# Passage provided
=== Begin Enclosure ===

PER CURIAM.
¶ 1 Jacki L. Rickerman appeals a judgment of conviction for first-degree reckless homicide by delivery of a controlled substance. Rickerman contends that she is entitled to a new trial because, Rickerman asserts, the circuit court erred by: (1) prohibiting Rickerman from cross-examining a States witness regarding use immunity granted to the witness as to his testimony; and (2) admitting other acts evidence of Rickermans prior possession and sale of heroin. For the reasons set forth below, we reject these contentions and affirm.
¶ 2 Rickerman was charged with first-degree reckless homicide for the overdose death of Jacqueline Neubauer. The State alleged that Rickerman sold the heroin that caused Neubauers overdose to Kelly Braun, who then gave the heroin to Neubauer. At trial, Braun testified that he purchased the heroin from Rickerman and gave it to Neubauer. Rickerman cross-examined Braun as to his criminal history, history of drug use, prior dishonesty to authorities in connection with this case, cooperation with authorities to obtain a more favorable outcome for himself, and knowledge that testifying consistently with his prior statements would help avoid a perjury charge. However, the court prohibited Rickerman from cross-examining Braun as to the use immunity he was granted in connection with his testimony at Rickermans trial. The court determined that the immunity evidence was not relevant because Braun had already been convicted and sentenced for his involvement in this case at the time of Rickermans trial, and thus, the court reasoned, the immunity provided no benefit to Braun.

=== End Enclosure ===

# Source data
=== Begin Enclosure ===

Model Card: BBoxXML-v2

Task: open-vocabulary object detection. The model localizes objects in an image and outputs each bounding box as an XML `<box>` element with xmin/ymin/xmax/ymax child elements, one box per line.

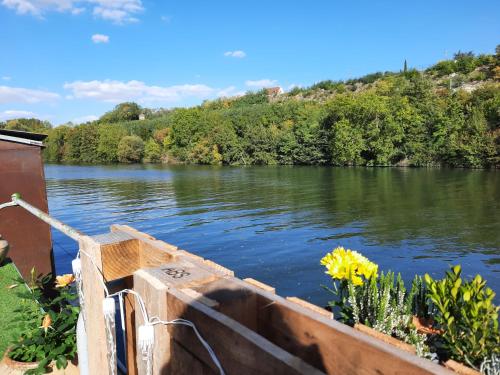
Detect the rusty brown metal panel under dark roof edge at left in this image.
<box><xmin>0</xmin><ymin>140</ymin><xmax>54</xmax><ymax>279</ymax></box>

=== End Enclosure ===

# Exercise set
**A)** Please repeat the court opinion text between "PER CURIAM." and "contentions and affirm.", inclusive.
**B)** Pick up the court opinion after its final sentence and carry it forward.

# Activity answers
**A)**
PER CURIAM.
¶ 1 Jacki L. Rickerman appeals a judgment of conviction for first-degree reckless homicide by delivery of a controlled substance. Rickerman contends that she is entitled to a new trial because, Rickerman asserts, the circuit court erred by: (1) prohibiting Rickerman from cross-examining a States witness regarding use immunity granted to the witness as to his testimony; and (2) admitting other acts evidence of Rickermans prior possession and sale of heroin. For the reasons set forth below, we reject these contentions and affirm.

**B)**
¶ 3 The court also allowed the State to introduce other acts evidence over Rickermans objection. The court allowed the State to present testimony by: (1) a witness who claimed that Rickerman had sold him heroin several times in the past; and (2) a police officer who had an encounter with Rickerman in which she dropped a package of heroin to avoid being caught with it. Rickerman was convicted and sentenced. She appeals.
¶ 4 Rickerman contends that her constitutional right to confrontation was violated when the circuit court prohibited her from cross-examining Braun as to the use immunity he was granted for his testimony. Rickerman contends that she was prohibited from showing Brauns bias based on the immunity, which, Rickerman contends, was necessary to allow the jury to assess Brauns credibility. Rickerman contends that, because Braun was pursuing an appeal of his conviction and sentence for his involvement in this case at the time of Rickermans trial, the grant of immunity was significant to show Brauns motivation to elicit favor with the State and secure protection for himself in the event of a successful challenge to his plea or sentence. She argues that the immunity evidence would have directly contradicted Brauns testimony that he cooperated with authorities because he want[ed] to do what was right and that he was not scared to go back to prison. Rickerman contends that the courts error in prohibiting the cross-examination as to immunity was not harmless because Brauns testimony was key to the States case, and Rickermans defense depended on attacking Brauns credibility.
¶ 5 The State responds that the circuit court properly limited cross-examination, and that, if the court erred, the error was harmless. We assume, without deciding, that the court erred by limiting the cross-examination. We conclude that the error, if any, was harmless.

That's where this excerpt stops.